Materials and Methods

Patient treatment and clinical specimens

The patient had a clinical diagnosis with pathological diagnosis as adenocarcinoma of the lung cancer, and met the indications for HELC treatment, signed the informed consent form, and this experiment was approved by the Ethics Committee Board of Shandong Baofa Cancer Institute (TMBF 0010, 2015) for therapy and participation in the study prior to either commencing, and also, all method for experiments were performed in accordance with relevant guidelines and regulations.

The treatment was performed at Taimei Cancer Hospital by HELC to the lung tumor site by the spine needle under Computerized Tomography (CT) guiding [4-6]. Surgical biopsy samples were collected from lung tumor on the day before treatment and a second surgical biopsy were performed one weeks later following the first treatment. Once the lung tumor samples were surgically removed, it was immediately stored in sCelLiVE® Tissue Preservation Solution (Singleron) and taken back to the laboratory for further processing. The patient started to have normal dose of PD-1 inhibitor Carrilizumab (Jiangsu Hengrui) therapy, 200mg intravenously twice at day 1 and day 7, at same time another patient without HELC pretreatment also had PD-1 inhibitor Carrilizumab (Jiangsu Hengrui) therapy, 200mg intravenously twice at day 1 and day 7, following to monitoring the response and tumor size by CT.

Tissue disassociation and cells collection

After the fresh tissue samples were surgically obtained, fresh tissue samples were surgically obtained and stored in the sCelLiVE® Tissue Preservation Solution (Singleron) on ice. First, the tissue samples were washed with Hanks Balanced Salt Solution (HBSS) After with small tissue pieces were transferred to a 15 ml centrifuge tube and digested using sCelLiVE® Tissue Dissociation Solution (Singleron) under shaking conditions at 37°C for 15 min. Then, the samples were filtered with 40 µm sterile strainers, and centrifuged at 1,000 rpm at 4°C for 5 min. Next, 2 ml GEXSCOPE® Red Blood Cell Lysis Buffer (RCLB, Singleron) was added to lyse the red blood cells for 10 min. Finally, the single cell suspension was collected after re-suspension with Phosphate Buffered Saline (PBS), and trypan blue (Sigma) staining was used to calculate cell activity and cell count under a microscope.

==*==

WHAT TO PRODUCE: Reproduce the part of the methods section starting with "The treatment was" and going on through "size by CT.".

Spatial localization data
==*==

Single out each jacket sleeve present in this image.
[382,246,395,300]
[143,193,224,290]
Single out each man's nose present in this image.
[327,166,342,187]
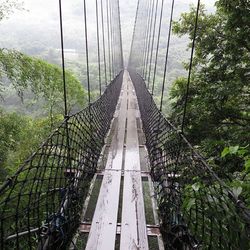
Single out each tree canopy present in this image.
[171,0,250,163]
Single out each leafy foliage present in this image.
[0,49,85,116]
[170,0,250,172]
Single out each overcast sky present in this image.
[0,0,214,63]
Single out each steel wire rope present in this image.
[95,0,102,96]
[160,0,175,112]
[151,0,164,96]
[101,0,108,87]
[142,0,152,80]
[128,0,140,68]
[148,0,159,88]
[181,0,200,133]
[117,0,124,70]
[145,0,155,88]
[106,0,112,82]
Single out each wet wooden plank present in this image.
[86,71,127,250]
[120,74,148,250]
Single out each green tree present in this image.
[170,0,250,174]
[0,49,86,121]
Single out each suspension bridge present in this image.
[0,0,250,250]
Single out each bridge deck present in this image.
[76,71,162,250]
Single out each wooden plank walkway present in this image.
[86,71,127,250]
[120,77,148,250]
[83,71,163,250]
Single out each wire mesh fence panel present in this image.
[0,72,123,249]
[130,71,250,249]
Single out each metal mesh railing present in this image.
[0,72,123,249]
[130,72,250,250]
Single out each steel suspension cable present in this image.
[59,0,68,118]
[148,0,159,87]
[128,0,140,66]
[160,0,175,111]
[151,0,164,95]
[142,0,152,79]
[83,0,91,105]
[109,0,115,79]
[145,0,155,88]
[181,0,200,133]
[106,0,111,82]
[101,0,108,87]
[117,0,124,70]
[95,0,102,96]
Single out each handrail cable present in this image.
[145,0,155,88]
[101,0,108,87]
[59,0,68,118]
[142,0,152,79]
[95,0,102,96]
[181,0,200,133]
[106,0,112,81]
[148,0,159,87]
[151,0,164,95]
[160,0,175,111]
[83,0,91,105]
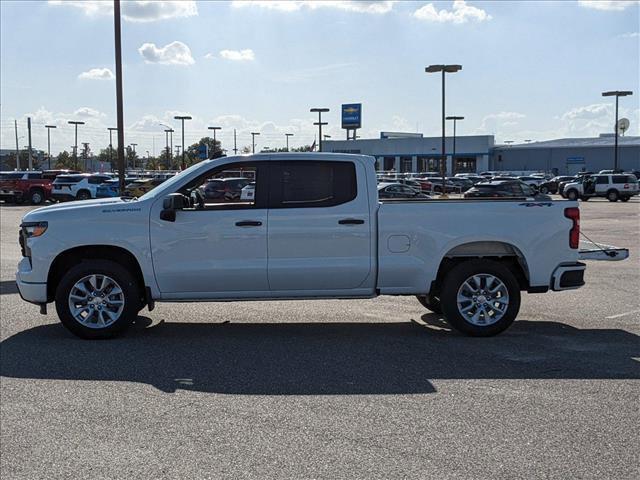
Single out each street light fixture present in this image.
[173,115,191,170]
[251,132,260,153]
[44,125,58,170]
[207,127,222,158]
[284,133,293,152]
[424,65,462,198]
[602,90,633,172]
[67,120,84,168]
[309,108,329,152]
[446,115,464,177]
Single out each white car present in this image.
[562,173,640,202]
[16,153,628,338]
[51,173,113,201]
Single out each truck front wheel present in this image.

==*==

FINAL ANSWER:
The treatment was performed at Taimei Cancer Hospital by HELC to the lung tumor site by the spine needle under Computerized Tomography (CT) guiding [4-6]. Surgical biopsy samples were collected from lung tumor on the day before treatment and a second surgical biopsy were performed one weeks later following the first treatment. Once the lung tumor samples were surgically removed, it was immediately stored in sCelLiVE® Tissue Preservation Solution (Singleron) and taken back to the laboratory for further processing. The patient started to have normal dose of PD-1 inhibitor Carrilizumab (Jiangsu Hengrui) therapy, 200mg intravenously twice at day 1 and day 7, at same time another patient without HELC pretreatment also had PD-1 inhibitor Carrilizumab (Jiangsu Hengrui) therapy, 200mg intravenously twice at day 1 and day 7, following to monitoring the response and tumor size by CT.